Brief:
Print the entries exactly as they appear, and omit any images.

__________

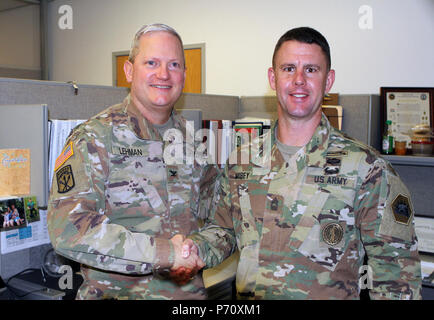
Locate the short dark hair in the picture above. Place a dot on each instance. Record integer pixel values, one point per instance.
(305, 35)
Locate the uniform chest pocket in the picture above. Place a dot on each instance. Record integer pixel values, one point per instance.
(243, 215)
(136, 185)
(329, 237)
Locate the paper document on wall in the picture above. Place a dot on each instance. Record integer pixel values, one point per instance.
(14, 171)
(59, 132)
(33, 233)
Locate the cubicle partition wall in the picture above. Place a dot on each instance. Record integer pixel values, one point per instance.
(361, 118)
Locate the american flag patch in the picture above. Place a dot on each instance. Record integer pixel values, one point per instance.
(65, 155)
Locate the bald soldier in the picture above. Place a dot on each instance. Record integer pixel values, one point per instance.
(117, 206)
(312, 203)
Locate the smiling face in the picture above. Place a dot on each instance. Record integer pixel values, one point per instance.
(157, 74)
(300, 78)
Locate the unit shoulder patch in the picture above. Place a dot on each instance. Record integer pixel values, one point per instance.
(65, 179)
(332, 233)
(401, 209)
(67, 152)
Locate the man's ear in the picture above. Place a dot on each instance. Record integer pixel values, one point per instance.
(128, 70)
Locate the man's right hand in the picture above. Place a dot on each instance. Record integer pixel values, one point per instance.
(187, 261)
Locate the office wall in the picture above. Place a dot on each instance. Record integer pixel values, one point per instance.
(19, 39)
(240, 37)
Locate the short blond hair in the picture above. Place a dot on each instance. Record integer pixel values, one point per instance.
(152, 28)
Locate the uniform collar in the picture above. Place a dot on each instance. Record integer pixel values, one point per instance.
(142, 127)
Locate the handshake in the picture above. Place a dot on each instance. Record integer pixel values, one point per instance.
(187, 261)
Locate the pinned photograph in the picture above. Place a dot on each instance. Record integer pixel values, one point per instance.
(12, 214)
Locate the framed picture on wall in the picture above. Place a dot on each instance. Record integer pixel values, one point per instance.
(406, 108)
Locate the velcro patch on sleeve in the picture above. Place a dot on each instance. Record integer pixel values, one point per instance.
(67, 152)
(65, 179)
(398, 211)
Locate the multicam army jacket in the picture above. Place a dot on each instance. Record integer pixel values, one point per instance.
(115, 203)
(304, 227)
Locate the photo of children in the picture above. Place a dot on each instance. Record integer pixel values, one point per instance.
(12, 214)
(31, 209)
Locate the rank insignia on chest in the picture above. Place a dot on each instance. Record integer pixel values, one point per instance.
(401, 209)
(332, 165)
(274, 204)
(332, 233)
(243, 175)
(65, 179)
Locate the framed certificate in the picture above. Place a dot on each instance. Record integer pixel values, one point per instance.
(406, 107)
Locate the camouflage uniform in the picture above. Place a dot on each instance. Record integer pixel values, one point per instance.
(304, 227)
(115, 204)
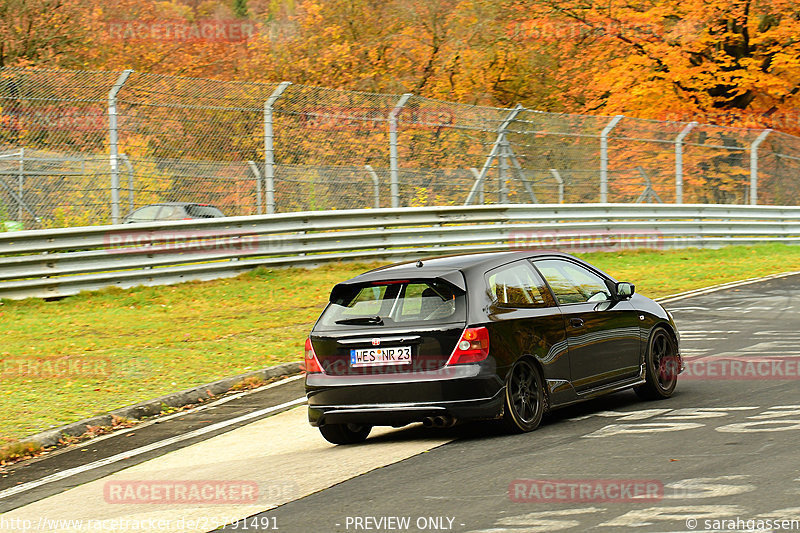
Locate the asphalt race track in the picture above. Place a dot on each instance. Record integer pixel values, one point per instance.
(721, 455)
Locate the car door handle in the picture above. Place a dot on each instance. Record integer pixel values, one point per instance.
(576, 322)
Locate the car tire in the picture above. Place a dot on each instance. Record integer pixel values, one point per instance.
(661, 367)
(525, 400)
(345, 433)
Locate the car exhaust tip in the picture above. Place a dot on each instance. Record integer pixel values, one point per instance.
(444, 421)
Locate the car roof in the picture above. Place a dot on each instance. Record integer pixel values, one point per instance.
(446, 266)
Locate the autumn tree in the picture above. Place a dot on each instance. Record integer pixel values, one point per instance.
(41, 32)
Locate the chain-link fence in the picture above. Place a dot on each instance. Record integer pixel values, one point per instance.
(83, 148)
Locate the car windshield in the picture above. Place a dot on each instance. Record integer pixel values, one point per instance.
(391, 303)
(203, 211)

__________

Exercise response:
Locate the short dark hair in the picture above. Place a dot on each instance. Record integer pixel values, one point per instance.
(305, 35)
Locate the uniform chest pocket in the picture above. Place a dot on each instance. Record integer pixel values, one point per instance.
(243, 215)
(136, 185)
(329, 237)
Locate the paper document on wall in the picture above. Place a dot on each instance. Record integer pixel values, one point per instance.
(14, 171)
(59, 132)
(33, 233)
Locate the cubicle partition wall in the picture above. Place a dot on each instance. Record integer pixel values, one point per instance.
(361, 118)
Locate the american flag patch in the picture above. Place a dot on each instance. Record integer pixel values, one point per instance.
(65, 155)
Locate the bald soldier in the picture above. Place a dot on each instance. Record integer pixel values, one point per instance.
(117, 206)
(312, 203)
Locate the smiling face in the picture above. Place a dot on each instance. Record integer pixel values, one point per instance.
(157, 74)
(300, 78)
Locate the unit shoulder patch in the picture above. Place a dot on each instance. Record integer pixel values, one point per instance.
(65, 179)
(332, 233)
(401, 209)
(67, 152)
Locate the man's ear in the picture above. Place a dot on each instance. Record integer pixel values, one point per instance.
(128, 70)
Locate the man's right hand in the picture above. Place a dot on each instance. Record integer pixel values, one point per instance.
(187, 261)
Locate the office wall in the picture above. Place a dot on each instance. Record integer pixel values, one point per instance.
(19, 39)
(240, 37)
Locate the short blond hair in the picture above. Place a dot on each instance. Record integer pixel values, one point per instance.
(152, 28)
Locate the uniform collar in the picture above. Place a dot on each instance. Record integer pixel values, one point per instance.
(142, 127)
Locate the handshake in the picture above. Place a dot on each instance. Record integer pixel values, one point per instance.
(187, 261)
Locate the pinned photograph in the picture above. Place a dot on each instance. Record integer pixel values, one point per instance.
(12, 214)
Locate the framed picture on wall in the picture above. Place a dot on each instance. Record integer pixel values, one point per instance.
(406, 108)
Locate the velcro patch on sleeve in the picture above. Place a dot on each instance. Record integer pixel values, one point per instance.
(67, 152)
(65, 179)
(398, 211)
Locate the multicam army jacket in the picture above. Place a dot on each instance. Record integer pixel values, one point per instance.
(115, 203)
(304, 227)
Locate the photo of children in the picture above. Place a dot on each instance. Record integer pixel values, one point per instance.
(12, 214)
(31, 209)
Locate the rank insignia on chest in the picture above. Place a dot on each instance. Record integer pixel values, one point per instance.
(401, 209)
(332, 165)
(274, 204)
(332, 233)
(243, 175)
(65, 179)
Locate the framed certificate in the picture above. Place a dot on each instance. Record integer pixel values, one point per instance.
(406, 107)
Locate the camouflage uniform in the picture above. Place a dot on each instance. Record integer pixel values, one point per instance.
(304, 227)
(115, 204)
Locate the asphalt race track in the picture above. Place a dot on each instance. Record integer pixel values, one point per instance.
(721, 455)
Locate the car door handle in the picture above. Place a dot on each instance. Record integer pixel values, one point per instance.
(576, 322)
Locate the car tire in the picture above. Place a dot on each instance. Record integer pixel values, one point per instance.
(661, 367)
(525, 400)
(345, 433)
Locate the car exhaust tip in the picture above. Place a dot on each instance. Record integer pixel values, one point per instance.
(444, 421)
Locate the car roof in the picture above. Place a dot on each instance. Record integer pixel values, one point per instance.
(446, 266)
Locate the autumn tree in the picture above. Place a dot on each instance. Record integer pixel values, one point per instance.
(41, 32)
Locate the chain-link fence in the picture above. Place a dot on each instance. Record integer pixel values, one point per instance.
(83, 148)
Locate the car windshield in the picture above. Place a dot on each instance. Record integer pixel values, one point per instance.
(391, 303)
(203, 211)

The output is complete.